## Problem to solve
Could you reproduce every record below exactly as written?

**** Exercise inputs

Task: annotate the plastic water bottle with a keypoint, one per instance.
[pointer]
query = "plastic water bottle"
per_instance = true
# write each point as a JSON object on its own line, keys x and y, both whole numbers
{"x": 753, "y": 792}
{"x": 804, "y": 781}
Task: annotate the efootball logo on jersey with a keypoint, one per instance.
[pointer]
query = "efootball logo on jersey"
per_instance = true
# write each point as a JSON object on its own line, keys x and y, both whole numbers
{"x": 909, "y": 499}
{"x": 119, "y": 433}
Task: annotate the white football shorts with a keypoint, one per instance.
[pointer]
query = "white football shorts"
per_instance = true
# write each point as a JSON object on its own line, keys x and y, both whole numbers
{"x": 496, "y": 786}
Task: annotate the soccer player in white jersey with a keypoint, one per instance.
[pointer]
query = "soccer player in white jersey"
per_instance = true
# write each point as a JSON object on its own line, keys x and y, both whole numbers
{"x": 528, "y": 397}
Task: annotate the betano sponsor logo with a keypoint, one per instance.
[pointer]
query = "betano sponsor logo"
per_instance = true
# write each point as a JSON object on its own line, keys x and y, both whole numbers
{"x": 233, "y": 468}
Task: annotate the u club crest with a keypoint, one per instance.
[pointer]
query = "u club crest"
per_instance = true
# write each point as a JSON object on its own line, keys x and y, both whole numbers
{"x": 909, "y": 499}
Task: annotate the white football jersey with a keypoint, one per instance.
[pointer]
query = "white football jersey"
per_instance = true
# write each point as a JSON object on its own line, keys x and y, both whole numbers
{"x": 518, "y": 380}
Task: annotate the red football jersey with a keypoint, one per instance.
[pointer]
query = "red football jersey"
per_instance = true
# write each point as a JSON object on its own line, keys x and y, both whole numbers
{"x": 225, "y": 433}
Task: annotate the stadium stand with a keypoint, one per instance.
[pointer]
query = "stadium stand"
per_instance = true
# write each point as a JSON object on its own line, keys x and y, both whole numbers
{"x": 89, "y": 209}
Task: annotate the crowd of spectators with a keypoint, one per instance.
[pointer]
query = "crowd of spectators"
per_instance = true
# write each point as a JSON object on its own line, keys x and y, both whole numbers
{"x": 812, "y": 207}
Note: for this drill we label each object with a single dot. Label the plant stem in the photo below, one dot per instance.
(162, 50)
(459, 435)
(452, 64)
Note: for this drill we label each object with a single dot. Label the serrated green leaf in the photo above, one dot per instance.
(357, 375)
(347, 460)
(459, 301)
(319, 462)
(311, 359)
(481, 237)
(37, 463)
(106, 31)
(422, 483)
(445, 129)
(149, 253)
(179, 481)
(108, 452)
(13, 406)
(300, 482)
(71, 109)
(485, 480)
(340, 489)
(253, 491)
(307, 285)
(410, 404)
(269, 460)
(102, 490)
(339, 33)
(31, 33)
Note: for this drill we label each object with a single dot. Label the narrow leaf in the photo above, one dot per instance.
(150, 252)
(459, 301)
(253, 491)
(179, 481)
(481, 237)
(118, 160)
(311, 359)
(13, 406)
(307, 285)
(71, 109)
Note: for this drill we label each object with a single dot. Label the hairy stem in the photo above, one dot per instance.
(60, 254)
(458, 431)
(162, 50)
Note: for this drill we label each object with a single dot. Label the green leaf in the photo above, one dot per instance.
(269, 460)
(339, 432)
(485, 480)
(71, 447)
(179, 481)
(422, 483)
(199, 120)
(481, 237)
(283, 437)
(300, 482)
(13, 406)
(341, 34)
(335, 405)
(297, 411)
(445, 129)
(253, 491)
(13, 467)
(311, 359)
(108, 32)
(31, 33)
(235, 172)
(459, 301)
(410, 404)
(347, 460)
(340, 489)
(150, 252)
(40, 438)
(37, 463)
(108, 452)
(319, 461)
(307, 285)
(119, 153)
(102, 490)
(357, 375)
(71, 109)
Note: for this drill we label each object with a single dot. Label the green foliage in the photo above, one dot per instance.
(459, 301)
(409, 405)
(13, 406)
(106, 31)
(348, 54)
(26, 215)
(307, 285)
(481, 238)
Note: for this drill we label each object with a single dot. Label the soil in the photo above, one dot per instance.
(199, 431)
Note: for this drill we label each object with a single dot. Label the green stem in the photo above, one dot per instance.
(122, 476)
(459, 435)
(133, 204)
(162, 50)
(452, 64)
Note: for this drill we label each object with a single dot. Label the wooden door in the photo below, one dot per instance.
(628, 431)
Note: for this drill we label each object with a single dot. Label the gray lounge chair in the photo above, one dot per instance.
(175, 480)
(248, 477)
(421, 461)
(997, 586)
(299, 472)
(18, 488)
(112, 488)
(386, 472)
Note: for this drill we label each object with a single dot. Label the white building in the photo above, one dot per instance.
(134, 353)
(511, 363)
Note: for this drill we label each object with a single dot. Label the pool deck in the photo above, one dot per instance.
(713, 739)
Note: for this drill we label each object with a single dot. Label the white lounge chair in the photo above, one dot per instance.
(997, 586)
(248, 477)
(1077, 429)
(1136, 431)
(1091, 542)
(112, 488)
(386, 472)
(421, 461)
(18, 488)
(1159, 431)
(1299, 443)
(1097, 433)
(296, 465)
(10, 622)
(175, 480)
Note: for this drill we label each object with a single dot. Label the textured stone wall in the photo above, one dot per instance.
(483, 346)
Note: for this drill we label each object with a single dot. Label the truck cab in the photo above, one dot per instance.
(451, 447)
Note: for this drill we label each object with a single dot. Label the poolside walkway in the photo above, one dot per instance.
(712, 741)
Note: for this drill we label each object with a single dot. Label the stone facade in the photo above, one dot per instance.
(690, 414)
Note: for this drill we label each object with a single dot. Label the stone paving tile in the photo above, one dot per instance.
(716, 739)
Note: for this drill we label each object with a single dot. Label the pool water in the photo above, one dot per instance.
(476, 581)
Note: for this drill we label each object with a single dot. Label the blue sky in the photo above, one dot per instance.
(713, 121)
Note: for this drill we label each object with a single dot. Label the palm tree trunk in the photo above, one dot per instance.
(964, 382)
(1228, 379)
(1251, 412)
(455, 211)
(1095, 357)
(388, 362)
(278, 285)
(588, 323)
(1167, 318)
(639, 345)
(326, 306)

********

## Answer below
Task: annotate the plastic water bottle with a keypoint, one per instance.
[pointer]
query = "plastic water bottle"
per_instance = true
# write each point as a JSON object on its own line, keys x and y, both whole numbers
{"x": 753, "y": 792}
{"x": 804, "y": 781}
Task: annotate the efootball logo on jersey with a keypoint, one per instance.
[pointer]
query = "efootball logo on jersey"
per_instance = true
# write each point as a JSON object on its own line, keys x and y, both whole numbers
{"x": 909, "y": 499}
{"x": 119, "y": 433}
Task: annotate the white football shorts with a keypoint, one per instance.
[pointer]
query = "white football shorts"
per_instance = true
# write each point as a JSON object on its own line, keys x and y, both whole numbers
{"x": 496, "y": 786}
Task: annotate the soccer player in white jersey with a keypoint, one per instance.
[pointer]
query = "soccer player in white jersey"
per_instance = true
# write each point as a JSON object on its own line, keys x and y, both whole numbers
{"x": 528, "y": 397}
Task: annotate the betano sponsor logo with a keypoint, one per instance.
[pointer]
query = "betano sponsor logo"
per_instance = true
# write each point as a JSON object on its own line, keys x and y, both whole numbers
{"x": 233, "y": 468}
Task: annotate the u club crest with a keypoint, one per instance.
[pointer]
query = "u club crest"
per_instance = true
# write each point as a JSON object on its own line, keys x and y, both whole numbers
{"x": 909, "y": 499}
Task: annotate the white football jersey with a keypoint, one per instance.
[pointer]
query = "white football jersey"
per_instance = true
# write each point as a JSON object on its own line, keys x and y, both whole numbers
{"x": 518, "y": 380}
Task: annotate the red football jersey with a keypoint, one per instance.
[pointer]
query = "red football jersey"
per_instance = true
# write each point as a JSON object on its own line, keys x and y, both whole numbers
{"x": 225, "y": 433}
Task: annotate the stadium stand with a keypoint, one per instance.
[pointer]
query = "stadium stand"
per_instance = true
# write each point as a JSON object on its own line, keys x and y, both whole numbers
{"x": 89, "y": 209}
Task: annotate the crowd of spectators with a keypoint, one per instance.
[pointer]
query = "crowd of spectators"
per_instance = true
# write each point as a JSON object on its own line, keys x and y, both whole numbers
{"x": 812, "y": 207}
Note: for this drill we label each object with a single dot. Label the plant stem in the photo below, one dot per instance.
(162, 50)
(459, 435)
(452, 64)
Note: for this drill we label each object with a single dot. Label the serrated green leaf in the photo above, one dot per instance.
(357, 375)
(347, 460)
(459, 301)
(319, 462)
(311, 359)
(481, 237)
(37, 463)
(106, 31)
(422, 483)
(445, 129)
(149, 253)
(179, 481)
(108, 452)
(13, 406)
(300, 482)
(71, 109)
(485, 480)
(340, 489)
(253, 491)
(307, 285)
(410, 404)
(269, 460)
(102, 490)
(339, 33)
(31, 33)
Note: for this drill we label each object with a single dot. Label the narrow leaf in the photo above, one dot per instance.
(150, 252)
(459, 301)
(253, 491)
(179, 481)
(481, 237)
(118, 160)
(311, 359)
(13, 406)
(307, 285)
(71, 109)
Note: for this drill we label each object with a single dot. Label the hairy stem in the photo above, one dot per instance.
(60, 254)
(458, 431)
(162, 50)
Note: for this drill we label each object with a single dot. Label the green leaf in the photo above, one dot per instance.
(269, 460)
(339, 432)
(485, 480)
(71, 447)
(179, 481)
(422, 483)
(199, 120)
(481, 237)
(283, 437)
(300, 482)
(13, 406)
(341, 34)
(335, 405)
(297, 411)
(445, 129)
(253, 491)
(13, 467)
(311, 359)
(108, 32)
(31, 33)
(235, 172)
(459, 301)
(410, 404)
(347, 460)
(340, 489)
(150, 252)
(40, 438)
(37, 463)
(108, 452)
(319, 461)
(307, 285)
(119, 153)
(102, 490)
(357, 375)
(71, 109)
Note: for this drill we label each object with a single dot. Label the green foliage in the photo above, one dot per instance.
(459, 301)
(409, 405)
(13, 406)
(106, 31)
(348, 54)
(26, 215)
(307, 285)
(481, 238)
Note: for this drill we label each object with a single dot. Label the soil in the photo above, one dot per instance.
(199, 431)
Note: for this drill we label each object with a single dot. Label the green stem in the photo above, one dot per instance.
(122, 476)
(459, 435)
(133, 204)
(162, 50)
(452, 64)
Note: for this drill we label each object with a single dot. Label the wooden door in the photo below, one dot per instance.
(628, 431)
Note: for this drill we label each object with a single dot. Label the gray lounge chair in the photo above, one dot per instance.
(175, 480)
(248, 477)
(421, 461)
(997, 586)
(299, 472)
(18, 488)
(112, 488)
(386, 472)
Note: for this drill we label each object with a single dot. Label the white building in the photo above, one dot per instance.
(134, 353)
(511, 363)
Note: for this drill we label each object with a single dot. Label the pool deck in the photo above, one dot per instance.
(713, 739)
Note: for this drill we label each object with a single dot. Label the white lounge chair in the photo above, one dot per instance.
(997, 586)
(248, 477)
(1077, 429)
(1136, 431)
(1091, 542)
(112, 488)
(386, 472)
(421, 461)
(18, 488)
(1159, 431)
(1299, 443)
(1097, 433)
(296, 465)
(10, 622)
(175, 480)
Note: for this drill we label each object with a single dot. Label the textured stone wall in the photo above, one dot per instance.
(483, 346)
Note: for this drill we label each object with a single dot. Label the truck cab in the photo above, one dot per instance.
(451, 447)
Note: for this drill we label each object with a single dot. Label the poolside walkway in the photo above, one dot per instance.
(712, 741)
Note: for this drill we label each object with a single dot. Label the stone facade in the photo above, one dot per instance.
(690, 414)
Note: for this drill we label each object with a single dot. Label the stone paving tile in the photo above, one dot per instance.
(716, 739)
Note: for this drill we label each object with a single dot. Label the pool water in the photo above, one dot per instance.
(476, 581)
Note: for this drill we label each object with a single dot. Label the blue sky in the photo above, one dot per instance.
(713, 121)
Note: for this drill we label each object with a single dot. Label the palm tree trunk in the photo above, one dot per instance.
(964, 382)
(1228, 379)
(1251, 412)
(455, 211)
(1095, 357)
(388, 362)
(278, 285)
(588, 323)
(1167, 318)
(639, 345)
(326, 306)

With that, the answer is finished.